## Your objective
Give the data a second time, exactly and in full.

═══ Data listing ═══

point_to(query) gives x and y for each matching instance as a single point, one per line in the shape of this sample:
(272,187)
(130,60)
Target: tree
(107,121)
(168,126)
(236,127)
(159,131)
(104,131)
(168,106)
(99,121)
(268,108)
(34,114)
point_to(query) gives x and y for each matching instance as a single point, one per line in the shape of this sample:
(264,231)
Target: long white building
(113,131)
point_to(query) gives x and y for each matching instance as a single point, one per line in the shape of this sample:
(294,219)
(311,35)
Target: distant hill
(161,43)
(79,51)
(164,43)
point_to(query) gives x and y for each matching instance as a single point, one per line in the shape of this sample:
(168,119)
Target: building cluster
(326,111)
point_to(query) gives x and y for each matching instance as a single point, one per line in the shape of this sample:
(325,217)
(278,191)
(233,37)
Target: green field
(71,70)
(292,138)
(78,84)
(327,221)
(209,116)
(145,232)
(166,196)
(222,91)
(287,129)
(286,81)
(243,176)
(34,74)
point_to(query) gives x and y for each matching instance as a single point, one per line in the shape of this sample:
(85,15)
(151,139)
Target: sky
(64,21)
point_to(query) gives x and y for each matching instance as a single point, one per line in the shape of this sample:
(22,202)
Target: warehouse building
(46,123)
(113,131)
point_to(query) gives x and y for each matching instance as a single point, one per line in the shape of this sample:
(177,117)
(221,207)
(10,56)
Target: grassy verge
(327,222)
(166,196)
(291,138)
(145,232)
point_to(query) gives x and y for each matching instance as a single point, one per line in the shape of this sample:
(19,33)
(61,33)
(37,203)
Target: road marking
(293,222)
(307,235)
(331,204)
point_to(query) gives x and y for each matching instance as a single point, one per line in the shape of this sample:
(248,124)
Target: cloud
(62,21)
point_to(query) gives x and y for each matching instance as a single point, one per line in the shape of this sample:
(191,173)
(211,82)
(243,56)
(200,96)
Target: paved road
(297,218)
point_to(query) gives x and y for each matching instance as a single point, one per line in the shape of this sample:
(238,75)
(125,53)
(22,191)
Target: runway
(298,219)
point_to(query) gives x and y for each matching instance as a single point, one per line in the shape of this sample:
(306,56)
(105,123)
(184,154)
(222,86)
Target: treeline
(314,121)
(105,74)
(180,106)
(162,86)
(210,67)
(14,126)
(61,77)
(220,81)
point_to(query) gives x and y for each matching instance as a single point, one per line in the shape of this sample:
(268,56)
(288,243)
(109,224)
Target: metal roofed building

═══

## Final result
point_to(query) gives x and y for each matching instance as a single point, one per line in the shape of this sample:
(272,187)
(130,60)
Target: tree
(107,121)
(168,126)
(236,127)
(159,131)
(104,131)
(168,106)
(99,121)
(268,108)
(34,114)
point_to(query) gives x and y for each matching instance as a single point, one per line in the shape of this sample:
(264,231)
Target: long white building
(113,131)
point_to(query) gives x and y for each matching instance as a single point, one per line in the shape of this sample:
(294,219)
(311,35)
Target: distant hill
(161,43)
(79,51)
(164,43)
point_to(query) gives x and y for each matching instance as a single point, one per line in the shape of this sample:
(168,119)
Target: building cluster
(326,111)
point_to(query) gives x and y for each matching instance as a single point, one per line in the shape of this sample:
(325,217)
(278,191)
(233,37)
Target: green field
(71,70)
(292,138)
(78,84)
(327,221)
(209,116)
(145,232)
(166,196)
(222,91)
(287,129)
(286,81)
(243,176)
(34,74)
point_to(query) gives x and y for each matching instance as a single point, one per line in the shape of this sample:
(85,15)
(151,139)
Target: sky
(64,21)
point_to(query) gives x and y for each matching instance as a single point, one per line in the shape of this sample:
(22,202)
Target: warehouse building
(46,123)
(113,131)
point_to(query) gives x and y for each matching instance as a single point, one per line in the shape of this sample:
(177,117)
(221,207)
(10,56)
Target: grassy verge
(327,222)
(166,196)
(291,138)
(145,232)
point_to(query) gives x and y for each matching instance as a single point, one per line in the shape of this sample:
(19,33)
(61,33)
(37,203)
Target: road marking
(293,222)
(307,235)
(331,204)
point_to(query) gives x and y for each matching instance as a single point, one per line in the shape of this sample:
(248,124)
Target: cloud
(62,21)
point_to(query) gives x and y for each matching instance as a single point, one per line in the shape of this sample:
(191,173)
(211,82)
(243,56)
(200,96)
Target: paved road
(297,218)
point_to(query) gives x and y for each matching instance as a single point, one per line in the shape of this sample:
(238,75)
(125,53)
(22,191)
Target: runway
(298,219)
point_to(query) gives x and y for each matching instance as a single point, one per line in the shape of this sample:
(306,56)
(105,123)
(184,154)
(222,86)
Target: treeline
(314,121)
(105,74)
(180,106)
(162,86)
(210,67)
(14,126)
(61,77)
(220,81)
point_to(query) gives x and y for each matching instance as a single point, one per line in the shape of this sample:
(268,56)
(288,243)
(109,224)
Target: metal roofed building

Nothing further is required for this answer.